### Material to process

□ □ □ □

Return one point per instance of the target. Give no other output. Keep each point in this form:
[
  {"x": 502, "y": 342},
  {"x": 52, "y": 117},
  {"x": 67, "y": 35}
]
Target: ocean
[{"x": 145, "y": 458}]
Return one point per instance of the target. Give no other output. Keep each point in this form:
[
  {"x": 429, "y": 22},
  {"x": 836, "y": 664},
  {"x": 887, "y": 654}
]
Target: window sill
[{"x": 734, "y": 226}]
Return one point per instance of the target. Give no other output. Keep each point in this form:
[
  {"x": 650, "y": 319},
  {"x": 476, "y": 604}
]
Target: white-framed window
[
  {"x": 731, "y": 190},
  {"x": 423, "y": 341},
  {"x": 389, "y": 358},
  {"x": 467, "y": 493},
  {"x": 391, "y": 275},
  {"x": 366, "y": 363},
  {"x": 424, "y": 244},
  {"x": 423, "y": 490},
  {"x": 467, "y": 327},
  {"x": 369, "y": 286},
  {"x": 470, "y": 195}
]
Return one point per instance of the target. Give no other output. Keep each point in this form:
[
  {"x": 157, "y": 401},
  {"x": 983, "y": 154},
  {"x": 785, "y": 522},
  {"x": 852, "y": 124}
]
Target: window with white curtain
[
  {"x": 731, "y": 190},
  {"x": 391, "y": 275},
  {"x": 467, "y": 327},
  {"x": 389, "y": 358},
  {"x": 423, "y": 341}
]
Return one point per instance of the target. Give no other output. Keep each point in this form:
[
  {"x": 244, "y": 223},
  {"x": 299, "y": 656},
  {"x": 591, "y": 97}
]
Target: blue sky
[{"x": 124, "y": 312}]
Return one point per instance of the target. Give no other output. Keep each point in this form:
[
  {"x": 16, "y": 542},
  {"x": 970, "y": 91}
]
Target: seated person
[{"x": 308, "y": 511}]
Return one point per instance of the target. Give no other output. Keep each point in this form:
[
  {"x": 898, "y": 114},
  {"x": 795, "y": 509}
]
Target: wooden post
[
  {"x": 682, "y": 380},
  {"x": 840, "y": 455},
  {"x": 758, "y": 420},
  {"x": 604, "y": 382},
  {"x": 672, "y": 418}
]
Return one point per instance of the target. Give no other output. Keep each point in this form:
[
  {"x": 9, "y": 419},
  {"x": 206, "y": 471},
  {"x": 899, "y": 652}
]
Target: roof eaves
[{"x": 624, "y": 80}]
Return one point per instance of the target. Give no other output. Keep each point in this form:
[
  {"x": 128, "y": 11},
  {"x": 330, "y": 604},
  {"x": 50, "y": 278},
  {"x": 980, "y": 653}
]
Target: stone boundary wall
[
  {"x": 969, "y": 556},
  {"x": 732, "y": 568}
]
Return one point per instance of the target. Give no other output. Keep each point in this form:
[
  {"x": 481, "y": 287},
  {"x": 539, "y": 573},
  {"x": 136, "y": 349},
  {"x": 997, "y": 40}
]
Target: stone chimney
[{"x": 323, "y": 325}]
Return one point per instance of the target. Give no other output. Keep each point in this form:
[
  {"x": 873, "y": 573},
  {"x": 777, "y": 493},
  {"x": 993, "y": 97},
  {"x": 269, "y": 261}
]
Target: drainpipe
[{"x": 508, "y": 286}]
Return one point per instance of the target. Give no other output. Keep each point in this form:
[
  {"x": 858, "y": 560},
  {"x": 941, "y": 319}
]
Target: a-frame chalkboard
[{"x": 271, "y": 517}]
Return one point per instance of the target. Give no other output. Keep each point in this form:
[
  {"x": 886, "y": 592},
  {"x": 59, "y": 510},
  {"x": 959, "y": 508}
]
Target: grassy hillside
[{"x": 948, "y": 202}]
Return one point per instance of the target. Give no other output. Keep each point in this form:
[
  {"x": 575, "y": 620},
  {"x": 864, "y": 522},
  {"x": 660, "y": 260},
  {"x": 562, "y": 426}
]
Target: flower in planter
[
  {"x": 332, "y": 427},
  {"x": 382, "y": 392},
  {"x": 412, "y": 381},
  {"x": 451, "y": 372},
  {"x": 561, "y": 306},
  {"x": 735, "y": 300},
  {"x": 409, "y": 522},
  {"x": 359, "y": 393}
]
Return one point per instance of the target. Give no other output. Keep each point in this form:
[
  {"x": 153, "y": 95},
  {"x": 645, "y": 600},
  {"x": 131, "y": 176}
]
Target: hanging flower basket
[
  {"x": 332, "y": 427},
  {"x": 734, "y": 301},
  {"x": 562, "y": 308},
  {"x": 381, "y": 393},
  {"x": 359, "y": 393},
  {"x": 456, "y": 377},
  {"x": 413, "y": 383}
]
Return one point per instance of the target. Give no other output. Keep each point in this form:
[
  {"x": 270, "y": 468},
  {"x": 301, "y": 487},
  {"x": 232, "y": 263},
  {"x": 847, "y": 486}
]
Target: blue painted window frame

□ □ □ □

### Problem requirements
Nothing in the records should be altered when they are written out again.

### Solution
Return one point per instance of the target. Give no other output. Keep each point in this form:
[
  {"x": 502, "y": 342},
  {"x": 52, "y": 117},
  {"x": 67, "y": 35}
]
Target: ocean
[{"x": 145, "y": 458}]
Return one point per instance of the target. Give no other output. Keep each point in this form:
[
  {"x": 429, "y": 22},
  {"x": 836, "y": 664},
  {"x": 887, "y": 654}
]
Target: window sill
[{"x": 734, "y": 226}]
Return one point per instance of the target. Give no other output. Keep each point in this form:
[
  {"x": 650, "y": 319},
  {"x": 476, "y": 604}
]
Target: white-framed window
[
  {"x": 731, "y": 190},
  {"x": 423, "y": 341},
  {"x": 389, "y": 358},
  {"x": 467, "y": 493},
  {"x": 391, "y": 275},
  {"x": 366, "y": 363},
  {"x": 424, "y": 244},
  {"x": 423, "y": 490},
  {"x": 467, "y": 327},
  {"x": 369, "y": 286},
  {"x": 470, "y": 195}
]
Return one point per instance of the target. Give no other output. Keep each point in this form:
[
  {"x": 157, "y": 401},
  {"x": 983, "y": 154},
  {"x": 785, "y": 522},
  {"x": 852, "y": 124}
]
Target: window with white curtain
[
  {"x": 731, "y": 190},
  {"x": 391, "y": 275},
  {"x": 467, "y": 327},
  {"x": 389, "y": 358},
  {"x": 423, "y": 341}
]
Return one point per instance of the target. Give no other output. Keep each point in this form:
[
  {"x": 244, "y": 223},
  {"x": 299, "y": 656},
  {"x": 591, "y": 97}
]
Target: blue sky
[{"x": 124, "y": 312}]
Return one point per instance of the target. Give no other output. Keep each point in this form:
[
  {"x": 16, "y": 542},
  {"x": 970, "y": 91}
]
Target: seated person
[{"x": 308, "y": 511}]
Return one point per instance of the target. Give no other output. Keep each point in this form:
[
  {"x": 898, "y": 114},
  {"x": 795, "y": 509}
]
Target: wooden post
[
  {"x": 682, "y": 380},
  {"x": 840, "y": 455},
  {"x": 758, "y": 420},
  {"x": 604, "y": 382},
  {"x": 672, "y": 418}
]
Return one point per instance of the target. Give no other output. Keep each point in this form:
[
  {"x": 9, "y": 419},
  {"x": 206, "y": 471},
  {"x": 899, "y": 652}
]
Target: roof eaves
[{"x": 624, "y": 80}]
Return one point per instance of the target. Give no other output. Keep each point in this form:
[
  {"x": 128, "y": 11},
  {"x": 330, "y": 604},
  {"x": 50, "y": 278},
  {"x": 980, "y": 653}
]
Target: stone boundary wall
[
  {"x": 969, "y": 556},
  {"x": 732, "y": 568}
]
Return one point per instance of the target. Give no other output. Keep each point in this form:
[
  {"x": 481, "y": 287},
  {"x": 539, "y": 573},
  {"x": 136, "y": 349},
  {"x": 997, "y": 40}
]
Target: stone chimney
[{"x": 323, "y": 325}]
Return one point per instance of the target. Give no other output. Keep each point in this form:
[
  {"x": 873, "y": 573},
  {"x": 777, "y": 493},
  {"x": 993, "y": 97},
  {"x": 269, "y": 261}
]
Target: drainpipe
[{"x": 508, "y": 286}]
Return one point per instance of the target. Give no other output. Keep each point in this form:
[
  {"x": 858, "y": 560},
  {"x": 941, "y": 319}
]
Target: a-frame chalkboard
[{"x": 271, "y": 517}]
Return one point per instance of the target. Give no other output. Keep each point in this form:
[
  {"x": 886, "y": 592},
  {"x": 59, "y": 510},
  {"x": 959, "y": 508}
]
Target: grassy hillside
[{"x": 948, "y": 202}]
Return one point per instance of the target. Give no other output. Keep each point in this form:
[
  {"x": 575, "y": 620},
  {"x": 864, "y": 522},
  {"x": 660, "y": 260},
  {"x": 562, "y": 426}
]
Target: flower in planter
[
  {"x": 332, "y": 427},
  {"x": 382, "y": 392},
  {"x": 412, "y": 381},
  {"x": 451, "y": 372},
  {"x": 561, "y": 306},
  {"x": 735, "y": 300},
  {"x": 409, "y": 522},
  {"x": 359, "y": 393}
]
Return one point per instance of the target. Give no other output. Keep each point in this form:
[
  {"x": 153, "y": 95},
  {"x": 645, "y": 600},
  {"x": 131, "y": 176}
]
Target: hanging flower basket
[
  {"x": 332, "y": 427},
  {"x": 734, "y": 301},
  {"x": 562, "y": 308},
  {"x": 381, "y": 393},
  {"x": 359, "y": 393},
  {"x": 456, "y": 377},
  {"x": 413, "y": 383}
]
Return one point per instance of the target. Give no other output. Keep each point in this form:
[
  {"x": 270, "y": 468},
  {"x": 301, "y": 487},
  {"x": 232, "y": 263},
  {"x": 847, "y": 486}
]
Target: blue painted window frame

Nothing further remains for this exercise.